TASKS FOR THIS EXERCISE:
1. List every method that is declared in the code of the forum question about processing a zipped CSV file with CSVReader.
2. Carry the forum question about processing a zipped CSV file with CSVReader forward from its last line.

## Begin DOCUMENT SECTION

Reactive way to process a zipped CSV file with CSVReader

197 Views Asked by At

This is a follow-up question to this: How to convert a Flux to a Mono with multiple counters

I found out that the problem lies with the CSVReader in this context. For some reason it does not properly create a Flux from it to be processed.

This doesn't work:

@Test
void testCsvReader() {
    StepVerifier.create(csvFlux()).verifyComplete();
}

@SneakyThrows
Mono<Void> csvFlux() {
var failure = new AtomicInteger();
var filtered = new ArrayList<String>();
var is = new ByteArrayInputStream(createZipContent(CSV_FILE_NAME, TEST_CSV.getBytes(StandardCharsets.UTF_8)));
var reader = new CSVReader(new InputStreamReader(new ZipInputStream(is)))) {
return Flux.fromIterable(reader)
        .flatMap(this::ean)
        .filter(ean -> filter(ean, filtered))
        .onErrorContinue((ex, integer) -> failure.getAndIncrement())
        .collectList()
        .flatMap(list -> print(list.size(), failure, filtered));
}

Mono<String> ean(final String[] record) {
    System.out.println("processing: " + Arrays.toString(record));
    var ean = record[1];
    if ("product1".equals(ean)) {
      return Mono.just(ean);
    }
    return Mono.error(RuntimeException::new);
}

boolean filter(final String ean, final List<String> filtered) {
    if ("product2".equals(ean)) {
      filtered.add(ean);
      return false;
    }
    return true;
}

Mono<Void> print(final int success, final AtomicInteger errorCount, final List<String> filtered) {
    System.out.println("success:" + success + "; failure:" + errorCount + "; filter: " + filtered);
    return Mono.empty();
}

But if I create the CSV like this, it works:

Mono<Void> run() {
    var csv = new ArrayList<String[]>();
    csv.add(new String[] {"1234", "product1", "100"});
    csv.add(new String[] {"1234", "product2", "200"});
    csv.add(new String[] {"1234", "product3", "300"});
    var failure = new AtomicInteger();
    var filtered = new ArrayList<String>();
      return Flux.fromIterable(csv)
              .flatMap(this::ean)
              .filter(ean -> filter(ean, filtered))
              .onErrorContinue((ex, integer) -> failure.getAndIncrement())
              .collectList()

## End DOCUMENT SECTION
## Begin EXTRACTED INFORMATION

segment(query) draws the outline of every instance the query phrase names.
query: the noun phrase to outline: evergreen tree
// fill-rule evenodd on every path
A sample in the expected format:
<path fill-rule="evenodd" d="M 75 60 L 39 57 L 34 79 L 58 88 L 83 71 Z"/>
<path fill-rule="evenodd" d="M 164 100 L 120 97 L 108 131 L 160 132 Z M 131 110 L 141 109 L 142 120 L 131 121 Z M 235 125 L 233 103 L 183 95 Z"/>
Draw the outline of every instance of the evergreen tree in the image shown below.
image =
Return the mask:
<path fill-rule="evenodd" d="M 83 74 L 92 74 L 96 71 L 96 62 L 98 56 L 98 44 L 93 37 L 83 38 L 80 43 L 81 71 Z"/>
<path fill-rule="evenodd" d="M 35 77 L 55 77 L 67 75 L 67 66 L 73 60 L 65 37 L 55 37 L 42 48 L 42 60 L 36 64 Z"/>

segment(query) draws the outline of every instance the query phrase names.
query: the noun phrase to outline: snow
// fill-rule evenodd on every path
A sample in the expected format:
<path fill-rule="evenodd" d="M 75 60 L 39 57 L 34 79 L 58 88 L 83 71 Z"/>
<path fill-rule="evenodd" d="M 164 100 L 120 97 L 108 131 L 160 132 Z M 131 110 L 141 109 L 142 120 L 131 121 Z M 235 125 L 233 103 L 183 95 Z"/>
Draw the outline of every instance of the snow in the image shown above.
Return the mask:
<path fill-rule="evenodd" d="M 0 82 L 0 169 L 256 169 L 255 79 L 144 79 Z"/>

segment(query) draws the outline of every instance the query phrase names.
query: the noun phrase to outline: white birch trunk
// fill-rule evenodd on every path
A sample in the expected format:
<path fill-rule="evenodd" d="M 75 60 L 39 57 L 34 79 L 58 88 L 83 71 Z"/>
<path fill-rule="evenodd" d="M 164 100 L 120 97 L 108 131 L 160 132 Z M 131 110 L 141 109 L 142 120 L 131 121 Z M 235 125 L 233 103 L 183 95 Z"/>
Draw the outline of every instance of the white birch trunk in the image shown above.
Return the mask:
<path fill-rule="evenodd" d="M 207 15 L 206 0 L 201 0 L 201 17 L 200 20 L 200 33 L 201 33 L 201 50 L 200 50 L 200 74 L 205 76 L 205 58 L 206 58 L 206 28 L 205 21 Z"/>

## End EXTRACTED INFORMATION

ANSWERS TO THE PROBLEMS:
1. testCsvReader, csvFlux, ean, filter, print, run

2.
              .flatMap(list -> print(list.size(), failure, filtered));
}

Could it be because we have CSV Files within a ZIP file and thus the CSVReader get's confused?

EDIT:
It is indeed because we pass in a ZipInputStream to the CSVReader. If I pass in normal InputStream of a CSV it works. This begs the question: Why does it work if I directly subscribe to the Flux but not if I use collectList()?

1

There are 1 best solutions below

0
Thomas On

I finally figured it out, with the help of some other SO posts, each bringing a piece of the puzzle:

@SneakyThrows
Mono<Void> run() {
  var failure = new AtomicInteger();
  var filtered = new ArrayList<String>();
  var is = getSequenceInputStream(createZipContent(TEST_FEED_CSV_FILE_NAME, TEST_CSV.getBytes(StandardCharsets.UTF_8)));
  return Flux.<CSVReader>generate(sink -> extractZipEntry(is, sink))
      .flatMap(Flux::fromIterable)
      .flatMap(this::ean)
      .filter(ean -> filter(ean, filtered))
      .onErrorContinue((ex, integer) -> failure.getAndIncrement()).collectList()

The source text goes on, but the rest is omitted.